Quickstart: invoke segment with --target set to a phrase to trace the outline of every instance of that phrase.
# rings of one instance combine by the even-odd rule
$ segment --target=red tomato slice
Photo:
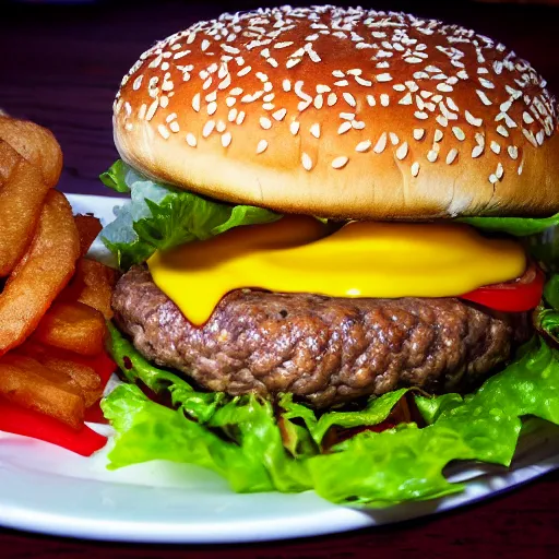
[[[106,437],[85,425],[74,431],[52,417],[24,409],[5,400],[0,400],[0,430],[40,439],[82,456],[91,456],[107,442]]]
[[[535,309],[542,300],[545,275],[531,264],[524,274],[514,282],[486,285],[460,296],[490,309],[506,312],[525,312]]]

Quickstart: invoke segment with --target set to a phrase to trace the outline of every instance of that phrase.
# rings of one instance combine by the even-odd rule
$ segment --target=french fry
[[[32,338],[41,344],[98,355],[105,349],[107,325],[103,314],[82,302],[55,302],[47,311]]]
[[[0,294],[0,355],[35,330],[75,270],[80,251],[70,204],[56,190],[46,197],[32,245]]]
[[[0,395],[73,429],[83,426],[84,401],[71,379],[31,357],[10,353],[0,358]]]
[[[25,342],[17,352],[33,357],[45,367],[71,379],[73,385],[80,390],[86,408],[103,395],[102,378],[93,367],[80,362],[78,355],[74,357],[70,353],[62,353],[57,348],[33,342]]]
[[[112,318],[110,299],[117,272],[95,260],[80,259],[75,274],[58,300],[79,301],[97,309],[106,320]]]
[[[93,215],[75,215],[74,221],[80,236],[80,255],[85,257],[103,226]]]
[[[27,250],[48,190],[40,170],[0,140],[0,277]]]
[[[0,139],[40,171],[47,187],[58,183],[62,171],[62,151],[50,130],[28,120],[0,116]]]

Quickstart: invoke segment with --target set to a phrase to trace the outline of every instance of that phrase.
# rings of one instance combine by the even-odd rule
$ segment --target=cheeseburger
[[[115,467],[390,504],[559,423],[557,103],[503,45],[361,8],[223,14],[140,57],[114,127]]]

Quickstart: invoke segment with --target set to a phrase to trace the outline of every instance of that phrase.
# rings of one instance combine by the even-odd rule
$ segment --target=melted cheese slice
[[[462,224],[352,222],[330,234],[312,217],[238,227],[156,252],[155,284],[197,325],[228,292],[259,288],[331,297],[449,297],[522,275],[515,240]]]

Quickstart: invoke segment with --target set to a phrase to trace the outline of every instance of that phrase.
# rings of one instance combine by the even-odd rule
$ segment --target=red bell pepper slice
[[[514,282],[486,285],[461,295],[460,298],[493,310],[525,312],[539,305],[544,284],[544,272],[536,264],[531,264],[526,272]]]
[[[107,438],[84,425],[75,431],[52,417],[25,409],[0,399],[0,430],[24,435],[91,456],[105,447]]]

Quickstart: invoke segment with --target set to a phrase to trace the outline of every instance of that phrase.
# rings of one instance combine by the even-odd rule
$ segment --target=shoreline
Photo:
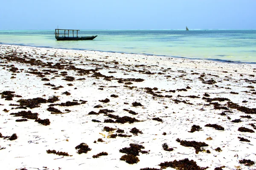
[[[6,110],[0,114],[0,133],[17,136],[12,141],[0,138],[0,149],[4,147],[0,150],[3,167],[160,169],[161,163],[187,158],[209,170],[256,167],[239,161],[255,160],[255,133],[238,130],[243,127],[256,130],[253,64],[3,44],[0,61],[0,93],[15,92],[12,100],[0,99],[0,109]],[[48,102],[53,96],[59,100]],[[37,97],[46,100],[33,108],[18,102]],[[110,101],[102,102],[105,99]],[[68,106],[69,101],[76,105]],[[44,125],[29,119],[17,122],[21,117],[10,114],[29,110],[38,113],[41,119],[48,119],[50,124]],[[130,117],[126,117],[130,123],[120,123],[124,116]],[[134,119],[138,121],[131,122]],[[236,122],[238,119],[241,122]],[[209,124],[224,130],[205,126]],[[189,132],[193,125],[202,129]],[[105,127],[116,129],[107,132]],[[130,132],[134,128],[141,133]],[[124,131],[120,134],[131,136],[111,136],[119,134],[119,129]],[[241,142],[239,137],[250,142]],[[98,141],[100,138],[105,142]],[[199,147],[197,153],[198,148],[182,145],[178,139],[208,146]],[[75,147],[83,142],[91,150],[79,154]],[[140,153],[140,161],[132,164],[119,159],[125,155],[119,150],[131,143],[142,145],[148,152]],[[164,143],[174,150],[164,150]],[[215,150],[218,147],[221,151]],[[49,154],[48,150],[73,156]],[[103,151],[108,155],[92,158]]]
[[[64,50],[78,50],[78,51],[98,51],[99,52],[106,52],[106,53],[124,53],[127,54],[137,54],[137,55],[141,55],[143,56],[156,56],[156,57],[173,57],[175,58],[178,59],[186,59],[188,60],[207,60],[207,61],[216,61],[219,62],[227,62],[227,63],[237,63],[237,64],[256,64],[256,62],[242,62],[241,61],[232,61],[230,60],[221,60],[218,59],[202,59],[200,58],[196,58],[196,57],[179,57],[179,56],[168,56],[168,55],[160,55],[160,54],[145,54],[145,53],[126,53],[125,52],[122,52],[122,51],[101,51],[101,50],[88,50],[88,49],[82,49],[80,48],[55,48],[55,47],[52,47],[49,46],[36,46],[36,45],[25,45],[22,44],[9,44],[9,43],[5,43],[3,42],[0,42],[0,45],[17,45],[17,46],[28,46],[28,47],[35,47],[35,48],[56,48],[56,49],[61,49]]]

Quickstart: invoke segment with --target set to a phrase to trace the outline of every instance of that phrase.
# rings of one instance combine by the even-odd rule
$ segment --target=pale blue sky
[[[256,0],[2,0],[0,29],[256,29]]]

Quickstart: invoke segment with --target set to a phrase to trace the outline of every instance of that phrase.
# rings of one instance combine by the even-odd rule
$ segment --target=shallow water
[[[57,41],[54,30],[0,30],[0,43],[256,62],[256,30],[81,30],[93,40]]]

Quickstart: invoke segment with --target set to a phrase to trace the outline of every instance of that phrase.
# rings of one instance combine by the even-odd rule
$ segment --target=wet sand
[[[0,45],[1,167],[255,169],[256,65]]]

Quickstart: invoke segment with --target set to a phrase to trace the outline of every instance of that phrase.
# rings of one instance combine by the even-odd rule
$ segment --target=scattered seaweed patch
[[[233,123],[239,123],[242,122],[243,121],[242,121],[240,119],[238,119],[233,120],[231,121],[231,122]]]
[[[108,102],[109,102],[110,101],[110,100],[108,98],[106,98],[105,99],[104,99],[104,100],[99,100],[99,102],[102,102],[102,103],[108,103]]]
[[[79,145],[76,146],[75,148],[76,149],[78,150],[77,153],[79,154],[81,153],[86,153],[88,151],[91,150],[92,149],[89,147],[89,146],[87,144],[84,143],[81,143]]]
[[[224,128],[223,128],[223,127],[222,127],[221,125],[218,125],[217,124],[208,124],[205,125],[204,126],[206,127],[213,128],[216,130],[224,130]]]
[[[18,138],[18,136],[17,136],[17,135],[16,133],[13,133],[11,137],[8,139],[10,141],[13,141],[14,140],[16,140]]]
[[[138,133],[143,134],[143,133],[141,130],[140,130],[139,129],[137,129],[136,128],[134,128],[131,130],[130,130],[130,132],[133,133],[134,135],[138,135]]]
[[[28,119],[17,119],[16,120],[15,120],[15,122],[26,122],[26,121],[27,121]]]
[[[193,160],[190,160],[185,158],[184,159],[177,161],[176,159],[173,161],[165,162],[161,163],[158,165],[161,167],[161,169],[166,169],[168,167],[171,167],[177,170],[204,170],[209,168],[208,167],[201,167],[197,165],[196,162]]]
[[[125,133],[125,130],[123,130],[122,129],[118,129],[116,130],[116,132],[118,133]]]
[[[128,113],[129,113],[130,114],[133,114],[134,115],[138,114],[138,113],[135,112],[135,111],[131,110],[128,110],[126,109],[123,109],[123,110],[125,111],[128,112]]]
[[[137,106],[143,106],[143,105],[140,103],[137,102],[134,102],[131,104],[133,107]]]
[[[215,149],[214,150],[215,151],[218,152],[221,152],[222,151],[222,150],[221,150],[221,148],[220,147],[218,147],[217,148]]]
[[[131,154],[123,155],[120,158],[120,160],[124,161],[129,164],[137,164],[140,161],[140,159],[137,156]]]
[[[254,162],[251,161],[250,159],[244,159],[239,160],[239,164],[244,164],[244,165],[250,167],[254,164]]]
[[[201,147],[208,146],[208,144],[205,142],[197,142],[195,141],[187,141],[185,140],[180,140],[179,138],[176,139],[176,141],[180,143],[181,145],[186,147],[193,147],[195,149],[195,153],[198,154],[199,152],[202,152],[203,150]]]
[[[107,156],[108,155],[108,153],[106,152],[102,152],[100,153],[98,153],[97,155],[95,155],[93,156],[93,158],[98,158],[100,156]]]
[[[246,142],[250,142],[250,140],[248,140],[245,138],[244,138],[242,137],[238,137],[237,138],[240,139],[240,140],[239,140],[239,141]]]
[[[18,113],[13,113],[10,114],[11,115],[15,115],[15,116],[20,116],[22,118],[26,118],[30,119],[37,119],[38,118],[38,113],[33,113],[31,111],[20,111]]]
[[[60,156],[72,156],[69,155],[67,152],[56,152],[55,150],[50,150],[49,149],[46,151],[47,153],[54,153],[57,155]]]
[[[115,97],[115,98],[118,97],[118,96],[117,96],[116,94],[111,94],[111,95],[110,95],[110,96],[111,97]]]
[[[242,132],[254,133],[253,130],[243,127],[239,128],[238,130]]]
[[[114,128],[109,128],[108,126],[105,126],[103,128],[103,130],[105,130],[105,131],[106,132],[110,132],[110,131],[111,131],[114,130],[116,129],[115,129]]]
[[[191,127],[191,130],[189,131],[189,132],[193,133],[196,131],[202,130],[201,129],[202,129],[202,128],[200,127],[200,126],[193,125]]]
[[[38,123],[44,125],[44,126],[47,126],[49,125],[51,122],[50,122],[49,119],[41,119],[40,118],[38,118],[36,119],[35,122],[36,122]]]
[[[174,150],[174,149],[172,148],[169,148],[168,146],[168,145],[167,143],[165,143],[163,144],[162,144],[162,147],[163,149],[166,151],[172,151]]]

--------

Count the lines in the rows above that contain the string "slice", and reply with only the number.

* _EXERCISE OUTPUT_:
3